WRITTEN PROBLEM A:
Transcribe the listing from its beginning through the line holding "point(65, 66)", inclusive, leaving out the pictures.

PASSAGE PROVIDED:
After only a few years, drought conditions returned in 2020-2022. By Summer 2021, Governor Newsom urged urban residents to reduce water use by 15% through voluntary, but not mandatory requirements. California residents responded by reducing water use by 7%. Data collection and standardization efforts for urban water use reporting since 2013 made it easier to track savings. Most urban areas experienced limited effects, drawing on past investments in supply and efficiency measures. Yet, more widespread restrictions were looming if drought continued. For instance, in Spring 2022, parts of urban Los Angeles areas were under severe restrictions. While drought conditions eased in Winter 2022 and restrictions were lifted, without precipitation, the restrictions were set to expand. Widespread simultaneous drought across both California and the greater Colorado River Basin showed the vulnerability of California’s urban areas to severe 21st Century climate conditions. Significant policy changes from the 2020-22 drought are still emerging. For example, legislation to prohibit using potable water for irrigating ornamental (“non-functional”) turf in commercial, industrial, institutional, and multifamily properties may be enacted this year if signed by the Governor (AB 1572). The legislation was supported by major water agencies and emerged from drought response policies.

PROVIDED ENTRIES:
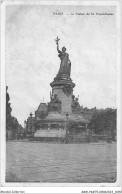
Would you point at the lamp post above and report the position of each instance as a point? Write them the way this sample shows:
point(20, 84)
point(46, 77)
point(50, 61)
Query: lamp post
point(67, 127)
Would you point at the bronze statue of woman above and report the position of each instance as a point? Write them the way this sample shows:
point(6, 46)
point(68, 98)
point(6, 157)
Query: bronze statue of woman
point(65, 65)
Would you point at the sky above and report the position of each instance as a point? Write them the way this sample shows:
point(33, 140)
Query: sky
point(32, 60)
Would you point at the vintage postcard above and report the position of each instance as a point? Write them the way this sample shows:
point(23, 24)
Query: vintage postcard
point(60, 100)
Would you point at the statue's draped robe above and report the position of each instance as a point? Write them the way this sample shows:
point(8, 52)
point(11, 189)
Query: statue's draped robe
point(65, 66)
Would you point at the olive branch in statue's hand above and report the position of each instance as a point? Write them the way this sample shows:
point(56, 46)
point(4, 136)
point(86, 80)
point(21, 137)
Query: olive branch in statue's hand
point(57, 40)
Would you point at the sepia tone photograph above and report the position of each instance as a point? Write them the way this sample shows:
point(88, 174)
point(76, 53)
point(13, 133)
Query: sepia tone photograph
point(61, 93)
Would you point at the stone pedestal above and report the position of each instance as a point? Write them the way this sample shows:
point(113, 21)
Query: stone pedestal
point(63, 88)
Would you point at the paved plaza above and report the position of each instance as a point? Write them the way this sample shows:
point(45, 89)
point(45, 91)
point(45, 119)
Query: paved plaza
point(60, 163)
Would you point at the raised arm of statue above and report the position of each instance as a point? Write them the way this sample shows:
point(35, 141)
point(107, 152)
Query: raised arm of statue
point(57, 40)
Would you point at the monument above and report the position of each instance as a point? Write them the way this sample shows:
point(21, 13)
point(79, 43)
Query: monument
point(52, 120)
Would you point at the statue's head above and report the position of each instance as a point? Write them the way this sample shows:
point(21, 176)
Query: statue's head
point(63, 49)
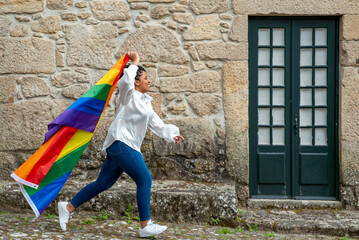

WRITTEN PROBLEM B:
Restate the passage on California's 2020-2022 drought word for word.

TASK RESPONSE A:
Would you point at the lamp post above and report the position of each instance as a point? Write them the way this sample shows:
point(20, 84)
point(46, 77)
point(50, 61)
Query: lamp post
point(67, 127)
Would you point at the bronze statue of woman above and report the position of each instance as a point? Write them the way this sample shows:
point(6, 46)
point(68, 98)
point(6, 157)
Query: bronze statue of woman
point(65, 65)
Would you point at the sky above and report the position of each instance as a point? Write them the way this sample shows:
point(33, 140)
Query: sky
point(32, 60)
Would you point at the vintage postcard above and report the position of each instance as a point? Write them the way this sample shows:
point(23, 24)
Query: vintage postcard
point(60, 100)
Would you point at the statue's draped robe above and report the position of each instance as a point? Write them the way this sample shows:
point(8, 52)
point(11, 189)
Query: statue's draped robe
point(65, 66)

TASK RESPONSE B:
After only a few years, drought conditions returned in 2020-2022. By Summer 2021, Governor Newsom urged urban residents to reduce water use by 15% through voluntary, but not mandatory requirements. California residents responded by reducing water use by 7%. Data collection and standardization efforts for urban water use reporting since 2013 made it easier to track savings. Most urban areas experienced limited effects, drawing on past investments in supply and efficiency measures. Yet, more widespread restrictions were looming if drought continued. For instance, in Spring 2022, parts of urban Los Angeles areas were under severe restrictions. While drought conditions eased in Winter 2022 and restrictions were lifted, without precipitation, the restrictions were set to expand. Widespread simultaneous drought across both California and the greater Colorado River Basin showed the vulnerability of California’s urban areas to severe 21st Century climate conditions. Significant policy changes from the 2020-22 drought are still emerging. For example, legislation to prohibit using potable water for irrigating ornamental (“non-functional”) turf in commercial, industrial, institutional, and multifamily properties may be enacted this year if signed by the Governor (AB 1572). The legislation was supported by major water agencies and emerged from drought response policies.